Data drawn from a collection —
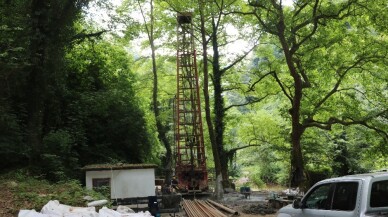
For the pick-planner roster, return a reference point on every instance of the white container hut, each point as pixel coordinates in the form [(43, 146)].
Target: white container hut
[(124, 180)]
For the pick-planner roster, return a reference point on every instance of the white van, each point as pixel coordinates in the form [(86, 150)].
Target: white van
[(347, 196)]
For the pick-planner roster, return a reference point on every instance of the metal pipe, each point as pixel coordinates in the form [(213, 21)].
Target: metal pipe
[(220, 206)]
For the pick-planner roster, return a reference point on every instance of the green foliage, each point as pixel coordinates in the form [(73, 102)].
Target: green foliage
[(34, 193)]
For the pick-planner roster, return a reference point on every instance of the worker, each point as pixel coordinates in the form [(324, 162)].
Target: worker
[(174, 183)]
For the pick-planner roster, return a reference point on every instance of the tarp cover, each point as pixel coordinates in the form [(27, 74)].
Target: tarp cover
[(54, 209)]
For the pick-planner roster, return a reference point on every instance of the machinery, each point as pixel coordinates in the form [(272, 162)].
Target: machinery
[(190, 162)]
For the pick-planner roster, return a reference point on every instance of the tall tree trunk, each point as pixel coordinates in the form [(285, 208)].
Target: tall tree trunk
[(297, 165), (36, 81), (218, 190), (162, 130), (219, 107)]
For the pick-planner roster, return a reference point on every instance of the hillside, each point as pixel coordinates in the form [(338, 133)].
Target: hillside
[(21, 191)]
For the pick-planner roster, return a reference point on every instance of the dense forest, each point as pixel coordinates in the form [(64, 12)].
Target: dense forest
[(292, 91)]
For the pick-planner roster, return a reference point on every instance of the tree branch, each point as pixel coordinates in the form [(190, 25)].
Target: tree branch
[(248, 102), (82, 35)]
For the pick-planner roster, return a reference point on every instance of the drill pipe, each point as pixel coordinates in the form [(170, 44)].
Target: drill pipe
[(199, 208)]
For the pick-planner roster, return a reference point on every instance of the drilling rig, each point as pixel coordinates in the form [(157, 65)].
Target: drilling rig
[(190, 162)]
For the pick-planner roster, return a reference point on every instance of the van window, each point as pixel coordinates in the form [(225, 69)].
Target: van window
[(379, 194), (345, 196), (319, 198)]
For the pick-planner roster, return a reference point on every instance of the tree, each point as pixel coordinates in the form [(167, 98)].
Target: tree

WHAT YOU SHOULD DO —
Restate everything from the line containing "form [(27, 74)]." down to the line containing "[(297, 165), (36, 81), (218, 190), (162, 130), (219, 107)]", shifting each answer coordinate up by 126 and keeping every other line and number unchanged.

THE OUTPUT —
For the pick-planner roster, return a reference point on every instance of the tarp cover, each point as pixel coordinates in the form [(27, 74)].
Target: tarp cover
[(180, 335)]
For the pick-planner roster, return a reference point on every instance of the machinery, each point as pixel coordinates in the form [(272, 162)].
Target: machinery
[(316, 288)]
For the pick-planner roster, return a reference point on every instance of the tall tree trunk, each point as pixel coordinates in the form [(285, 208)].
Target: tall tree trunk
[(423, 291), (162, 207), (344, 316), (288, 256), (345, 233)]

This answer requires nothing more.